** START OF DATA SHOWN **

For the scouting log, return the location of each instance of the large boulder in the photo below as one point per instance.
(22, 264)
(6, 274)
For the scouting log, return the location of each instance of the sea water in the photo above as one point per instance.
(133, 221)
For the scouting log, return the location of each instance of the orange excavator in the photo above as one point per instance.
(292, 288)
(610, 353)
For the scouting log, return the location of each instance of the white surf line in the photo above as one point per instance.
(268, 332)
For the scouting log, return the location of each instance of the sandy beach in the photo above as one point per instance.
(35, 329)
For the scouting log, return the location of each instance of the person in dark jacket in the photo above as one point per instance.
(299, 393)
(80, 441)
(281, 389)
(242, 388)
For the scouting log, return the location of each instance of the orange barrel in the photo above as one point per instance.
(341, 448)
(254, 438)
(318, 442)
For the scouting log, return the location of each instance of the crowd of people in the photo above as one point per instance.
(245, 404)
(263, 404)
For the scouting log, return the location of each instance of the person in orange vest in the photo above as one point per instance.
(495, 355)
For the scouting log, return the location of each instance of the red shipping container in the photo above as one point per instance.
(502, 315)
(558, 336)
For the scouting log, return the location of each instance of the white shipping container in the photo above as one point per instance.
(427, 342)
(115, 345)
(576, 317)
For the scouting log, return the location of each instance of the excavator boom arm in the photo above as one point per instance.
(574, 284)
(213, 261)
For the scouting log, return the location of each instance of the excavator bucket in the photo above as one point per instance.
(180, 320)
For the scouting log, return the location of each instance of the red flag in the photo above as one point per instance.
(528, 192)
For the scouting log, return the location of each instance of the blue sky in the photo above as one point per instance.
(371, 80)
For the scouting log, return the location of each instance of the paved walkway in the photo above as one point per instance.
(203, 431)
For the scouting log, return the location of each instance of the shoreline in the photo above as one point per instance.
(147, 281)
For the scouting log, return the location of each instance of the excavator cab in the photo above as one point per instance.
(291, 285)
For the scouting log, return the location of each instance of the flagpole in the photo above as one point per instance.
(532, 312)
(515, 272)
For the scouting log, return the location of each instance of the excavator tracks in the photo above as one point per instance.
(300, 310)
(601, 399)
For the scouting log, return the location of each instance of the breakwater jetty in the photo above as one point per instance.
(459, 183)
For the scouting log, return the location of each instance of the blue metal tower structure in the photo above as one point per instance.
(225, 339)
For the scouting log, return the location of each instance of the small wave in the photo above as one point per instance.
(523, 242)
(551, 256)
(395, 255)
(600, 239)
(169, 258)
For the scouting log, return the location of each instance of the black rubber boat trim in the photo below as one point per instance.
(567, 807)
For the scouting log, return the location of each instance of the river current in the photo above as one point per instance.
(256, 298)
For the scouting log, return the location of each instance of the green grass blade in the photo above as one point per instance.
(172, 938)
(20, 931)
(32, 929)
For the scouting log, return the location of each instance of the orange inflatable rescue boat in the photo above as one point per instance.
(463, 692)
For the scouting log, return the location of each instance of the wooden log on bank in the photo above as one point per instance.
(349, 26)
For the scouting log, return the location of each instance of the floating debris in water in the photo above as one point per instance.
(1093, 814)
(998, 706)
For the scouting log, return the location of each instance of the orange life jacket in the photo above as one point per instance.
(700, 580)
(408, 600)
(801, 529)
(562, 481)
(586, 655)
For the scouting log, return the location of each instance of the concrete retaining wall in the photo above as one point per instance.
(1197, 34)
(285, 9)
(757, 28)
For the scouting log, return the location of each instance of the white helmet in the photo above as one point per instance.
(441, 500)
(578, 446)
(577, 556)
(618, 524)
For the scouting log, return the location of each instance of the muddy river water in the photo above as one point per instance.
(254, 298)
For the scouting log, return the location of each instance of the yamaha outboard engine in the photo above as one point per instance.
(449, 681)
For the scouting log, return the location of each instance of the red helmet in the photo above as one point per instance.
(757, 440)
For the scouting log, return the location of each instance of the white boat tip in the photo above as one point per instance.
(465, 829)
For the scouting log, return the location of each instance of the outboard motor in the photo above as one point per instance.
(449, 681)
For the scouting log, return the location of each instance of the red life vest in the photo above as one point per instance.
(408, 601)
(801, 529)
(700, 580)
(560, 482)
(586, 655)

** END OF DATA SHOWN **

**EXERCISE**
Copy all of the entries above word for word, leaving every line unchanged.

**FINAL RESULT**
For the scouting log, return the location of each instance of the large boulder in the photo below as one point per instance.
(22, 264)
(6, 274)
For the scouting log, return the location of each instance of the sea water in the photo above as one point per instance.
(133, 221)
For the scouting log, return the location of each instance of the orange excavator in the photo above as one point per instance.
(292, 288)
(610, 353)
For the scouting log, return the location of each instance of the white surf line in the photo above as one point per instance.
(268, 332)
For the scouting log, return the location of each instance of the sandy beach in the photo above as one point per instance.
(35, 329)
For the scouting log, return the location of each instance of the person in dark jacket in the photo above as one point per instance.
(299, 393)
(80, 441)
(281, 389)
(242, 388)
For the scouting log, return the location of each instance of the orange barrel in the photo above as one point per instance.
(341, 448)
(254, 438)
(318, 442)
For the scouting log, return the location of each instance of the crowd of people in the photo above as one point per instance.
(245, 404)
(263, 404)
For the scouting log, return the location of each instance of the person in orange vest in the photo above as one point per instance.
(495, 355)
For the scouting log, return the location of each instance of the red shipping container in the photo above as one point per instance.
(502, 315)
(558, 336)
For the scouting log, return the location of each instance of the white shipping container in the photo above as one point per instance.
(427, 342)
(115, 345)
(576, 317)
For the scouting log, return the location of each instance of the excavator boom arm in the photo above as one point per instance.
(574, 284)
(213, 261)
For the scouting log, return the location of each instance of the excavator bucket in the photo above as one point per instance.
(180, 320)
For the scouting log, return the location of each instance of the red flag in the photo above as one point per instance.
(528, 192)
For the scouting log, return the location of each instance of the blue sky in the photo above as one point per instance.
(371, 80)
For the scouting log, return the location of each instance of the paved walkway in the photo above as one point per instance.
(203, 431)
For the scouting log, return the location of each instance of the shoreline in the photo above as one point per instance.
(147, 281)
For the scouting log, return the location of each instance of the excavator cab in the photo above as one point per instance.
(291, 285)
For the scouting log, return the location of each instance of the flagpole in the photo above as one point per instance.
(532, 312)
(515, 272)
For the scouting log, return the location of each instance of the excavator tracks in the photo above as one point per instance.
(300, 310)
(601, 399)
For the scouting log, return the location of each instance of the breakwater jetty in the photo above as one point per instance.
(459, 183)
For the scouting log, return the location of each instance of the blue metal tower structure in the photo above as one point per instance.
(225, 339)
For the scouting log, return the location of each instance of the small wave in the photo above as one point per instance.
(523, 242)
(551, 256)
(395, 255)
(600, 239)
(169, 258)
For the scouting log, return the location of each instance of the black rubber boat trim in the photo below as one point per instance.
(567, 807)
For the scouting log, return the location of each instance of the river current in the photo above as one point per instance.
(256, 298)
For the scouting log, return the location of each instance of the green grass blade in the photo above as one point per instance.
(172, 938)
(20, 931)
(32, 929)
For the scouting log, return the location of each instance of the orange inflatable rescue boat in the photo above as one point per instance.
(463, 692)
For the scouting log, return the location of each instance of the wooden log on bank in the photo above as one point per instance.
(349, 26)
For the scouting log, return the location of each instance of the floating debris in water in the photo above as one point per instance.
(1093, 814)
(998, 706)
For the scouting log, return the location of each instance of the orange life jacket in the photo above as one point per instance.
(700, 580)
(408, 600)
(801, 529)
(562, 481)
(586, 655)
For the scouting log, return the location of each instance of the concrete retaining wall in the photo above as one point per instance.
(1197, 34)
(285, 9)
(757, 28)
For the scouting log, return the location of each instance of the white helmet in the photo above as one point per instance.
(441, 500)
(578, 446)
(577, 556)
(618, 524)
For the scouting log, return the location of each instance of the muddy river water in the photo above as one point per instance.
(254, 298)
For the scouting log, return the location of each instance of the yamaha outboard engine in the photo above as one point per instance.
(449, 681)
For the scouting log, return the location of each instance of the red helmet in the photo above as one point per instance.
(757, 440)
For the scouting log, return the location of each instance of the white boat tip in the photo above as one point per instance.
(465, 829)
For the scouting log, return the location of each instance of the outboard motor in the photo above as one point per instance.
(449, 681)
For the scouting log, return the location of each instance of the red life vest in the photo above as one point per instance.
(408, 601)
(801, 529)
(700, 580)
(560, 482)
(586, 655)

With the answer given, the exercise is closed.